─── PASSAGE PROVIDED ───
[PATCH v14 3/5] tee: add OP-TEE driver

From: arnd@arndb.de (Arnd Bergmann)
Date: 2017-01-20 16:59:02
Also in: linux-devicetree, lkml

On Thursday, January 19, 2017 3:56:23 PM CET Jens Wiklander wrote:

On Wed, Jan 18, 2017 at 05:28:17PM +0100, Arnd Bergmann wrote:

quoted

On Wednesday, January 18, 2017 1:58:14 PM CET Jens Wiklander wrote:

quoted

+static void optee_cq_complete_one(struct optee_call_queue *cq)
+{
+	struct optee_call_waiter *w;
+
+	list_for_each_entry(w, &cq->waiters, list_node) {
+		if (!w->completed) {
+			complete(&w->c);
+			w->completed = true;
+			break;
+		}
+	}
+}
+
+static void optee_cq_wait_final(struct optee_call_queue *cq,
+				struct optee_call_waiter *w)
+{
+	mutex_lock(&cq->mutex);
+
+	/* Get out of the list */
+	list_del(&w->list_node);
+
+	optee_cq_complete_one(cq);
+	/*
+	 * If we're completed we've got a completion that some other task
+	 * could have used instead.
+	 */
+	if (w->completed)
+		optee_cq_complete_one(cq);
+
+	mutex_unlock(&cq->mutex);
+}

This deserves some more comments: the function name suggests that you are
waiting for a specific optee_call_waiter, but then it calls
optee_cq_complete_one(), which unconditionally completes the first
incomplete completion and it never waits.

OK, I'm updating these functions with more comments. The purpose of
these functions is to deal with resource shortage in secure world.
There's a limit on how many threads that execute concurrently in secure
world. optee_cq_wait_for_completion() waits for any task returning from
a call to secure world, optee_cq_complete_one() doesn't care who's
completed as long as tasks aren't stuck when there's available resources
in secure world.

Ok, that is indeed not clear from the code but your explanation makes
perfect sense, thanks!

quoted

+static int __init optee_driver_init(void)
+{
+	struct device_node *node;
+
+	/*
+	 * Preferred path is /firmware/optee, but it's the matching that
+	 * matters.
+	 */
+	for_each_matching_node(node, optee_match)
+		of_platform_device_create(node, NULL, NULL);
+
+	return platform_driver_register(&optee_driver);
+}
+module_init(optee_driver_init);
+
+static void __exit optee_driver_exit(void)
+{
+	platform_driver_unregister(&optee_driver);
+}
+module_exit(optee_driver_exit);

What is the platform driver good for if the same module has to create the
platform devices itself?

The platform device(s) are created here because the optee node is below
"/firmware" instead of the root where it would have had the platform
device created automatically.

I think it's useful to be able to unload the module, the early reviews
of this patch set was much focused around that. Regardless I'll need
some device as parent for the devices created during optee_probe() and
using a platform device for that seems natural.

I'd rather keep the platform driver. Perhaps some variant of the pattern
in qcom_scm_init() (drivers/firmware/qcom_scm.c) is useful, except that
I need to find out what to do about the life cycle of the objects
created with of_platform_populate().
───
- EXERCISE SET -
**1)** List the names of all functions that the patch code in the OP-TEE driver thread defines.
**2)** Set down the passage of the OP-TEE driver thread starting at "This deserves some" and ending at "it never waits.", word for word.
─── RECORD EXTRACTS ───
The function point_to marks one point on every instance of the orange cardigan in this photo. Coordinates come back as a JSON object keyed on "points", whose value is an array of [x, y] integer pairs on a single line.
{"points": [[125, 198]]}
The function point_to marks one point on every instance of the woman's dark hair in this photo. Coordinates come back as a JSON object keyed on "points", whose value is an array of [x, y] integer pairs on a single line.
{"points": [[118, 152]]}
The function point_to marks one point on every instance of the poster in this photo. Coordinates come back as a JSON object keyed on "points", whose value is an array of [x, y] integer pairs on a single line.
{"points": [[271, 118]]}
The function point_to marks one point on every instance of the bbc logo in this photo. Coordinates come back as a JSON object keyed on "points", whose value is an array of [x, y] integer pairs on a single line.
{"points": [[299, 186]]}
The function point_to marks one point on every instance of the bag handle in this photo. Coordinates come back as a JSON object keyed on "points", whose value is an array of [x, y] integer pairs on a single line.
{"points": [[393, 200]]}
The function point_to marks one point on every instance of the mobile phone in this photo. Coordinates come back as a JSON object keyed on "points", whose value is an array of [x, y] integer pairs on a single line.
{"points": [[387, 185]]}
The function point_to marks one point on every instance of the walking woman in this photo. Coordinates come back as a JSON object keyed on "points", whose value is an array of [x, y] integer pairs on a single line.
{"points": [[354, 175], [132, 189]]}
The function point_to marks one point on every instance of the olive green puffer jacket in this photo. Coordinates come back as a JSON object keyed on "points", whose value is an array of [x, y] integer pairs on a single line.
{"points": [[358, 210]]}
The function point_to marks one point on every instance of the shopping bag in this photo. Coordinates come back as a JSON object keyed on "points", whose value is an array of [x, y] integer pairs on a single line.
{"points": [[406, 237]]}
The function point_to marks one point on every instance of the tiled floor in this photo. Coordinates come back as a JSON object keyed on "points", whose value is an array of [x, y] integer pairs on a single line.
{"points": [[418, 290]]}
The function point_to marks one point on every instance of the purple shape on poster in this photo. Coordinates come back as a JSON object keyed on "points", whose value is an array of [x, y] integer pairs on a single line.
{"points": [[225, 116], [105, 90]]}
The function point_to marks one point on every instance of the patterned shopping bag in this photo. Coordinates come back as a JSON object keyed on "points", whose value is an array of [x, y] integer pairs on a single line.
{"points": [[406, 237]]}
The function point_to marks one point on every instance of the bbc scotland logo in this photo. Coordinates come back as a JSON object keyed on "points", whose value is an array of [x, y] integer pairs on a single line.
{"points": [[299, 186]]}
───
- ANSWERS TO THE PROBLEMS -
**1)**
optee_cq_complete_one
optee_cq_wait_final
optee_driver_init
optee_driver_exit

**2)**
This deserves some more comments: the function name suggests that you are
waiting for a specific optee_call_waiter, but then it calls
optee_cq_complete_one(), which unconditionally completes the first
incomplete completion and it never waits.